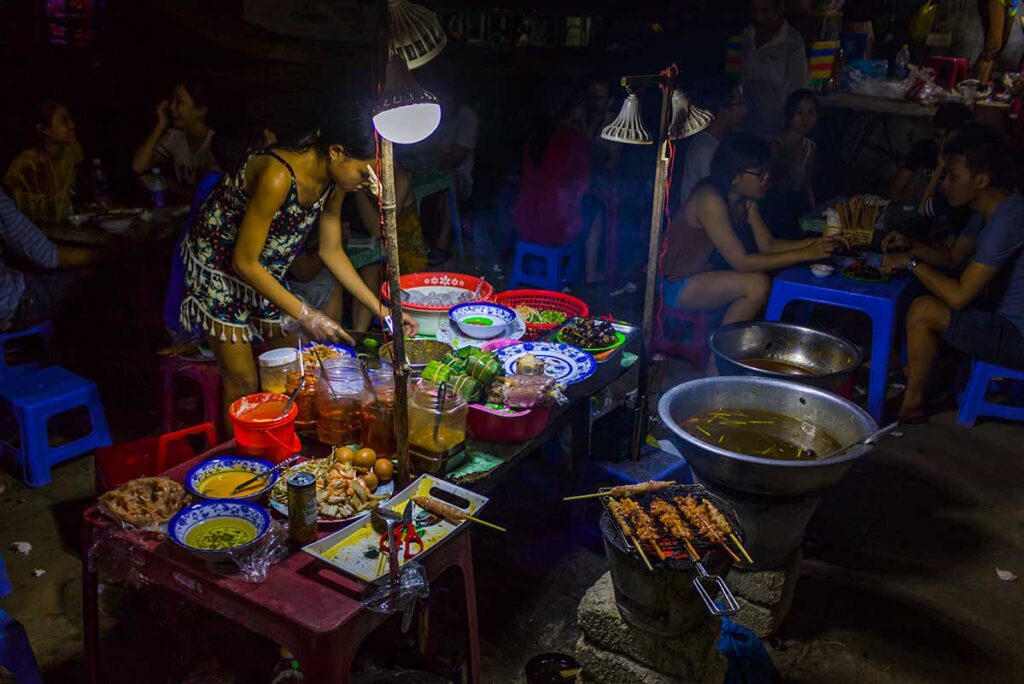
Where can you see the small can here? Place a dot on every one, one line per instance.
(302, 508)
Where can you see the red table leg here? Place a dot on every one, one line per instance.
(90, 610)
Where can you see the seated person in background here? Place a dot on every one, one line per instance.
(791, 195)
(709, 222)
(556, 174)
(724, 99)
(924, 165)
(966, 223)
(181, 138)
(978, 173)
(29, 298)
(41, 178)
(774, 63)
(412, 249)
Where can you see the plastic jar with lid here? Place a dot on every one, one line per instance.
(274, 367)
(342, 401)
(427, 411)
(378, 431)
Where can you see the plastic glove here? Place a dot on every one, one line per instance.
(323, 328)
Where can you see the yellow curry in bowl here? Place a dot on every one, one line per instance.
(221, 484)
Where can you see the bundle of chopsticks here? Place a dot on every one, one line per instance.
(669, 522)
(857, 217)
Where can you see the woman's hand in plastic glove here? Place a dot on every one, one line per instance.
(323, 328)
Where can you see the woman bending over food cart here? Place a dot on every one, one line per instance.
(706, 265)
(250, 229)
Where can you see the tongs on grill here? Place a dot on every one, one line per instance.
(704, 578)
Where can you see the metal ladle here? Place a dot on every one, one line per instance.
(869, 439)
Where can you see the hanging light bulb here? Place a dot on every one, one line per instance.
(406, 112)
(628, 127)
(687, 119)
(416, 34)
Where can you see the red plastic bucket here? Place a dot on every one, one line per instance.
(271, 439)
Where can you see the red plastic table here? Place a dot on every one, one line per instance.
(305, 605)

▬▬▬▬▬▬

Requirements: Reproduce all of the lines above exactly, leaving out the pictures.

Finished task:
Where can you see the small can here? Place a dot on every one, one line per instance.
(302, 508)
Where can you see the red table leg here? Place a dot on every one, one line per instance.
(90, 610)
Where can you see the seated person in background here? Place a dot on every one, one line per instance.
(791, 195)
(709, 222)
(556, 174)
(724, 99)
(924, 165)
(966, 223)
(181, 138)
(978, 173)
(29, 298)
(41, 178)
(774, 63)
(412, 249)
Where can you see the plastic jar with lid here? Place a dot on every one, one line per instance.
(274, 367)
(342, 401)
(427, 411)
(378, 431)
Where can you see the plastic glove here? Place a dot on every one, one line per instance.
(323, 328)
Where can you see the yellow curry in bowl here? Place a dot on every one, one line per instance.
(221, 484)
Where can you see the bundle of chopsticks here? Place a dot on every one, one line per instance.
(669, 522)
(857, 217)
Where can you see the woman's hand in plastic glove here? Place a dot on every one, one line per instance.
(323, 328)
Where can you see the woman bending over food cart here? Place a dot on every one, one line per instance.
(706, 265)
(250, 229)
Where can you see the tongs on grill here? Place a dot on every one, one line per instance.
(704, 578)
Where can you see the metal ladle here? Place a dot on every one, one line per instance.
(869, 439)
Where can you see the hanging light bulb here? Place a dot on every one, one line per instance.
(406, 112)
(628, 127)
(687, 119)
(416, 34)
Where can you see the red plastic bucket here? Place a dot on every one, one line per instance.
(271, 439)
Where can you see the red plastic table here? Place a dot on every one, one line per instance.
(305, 605)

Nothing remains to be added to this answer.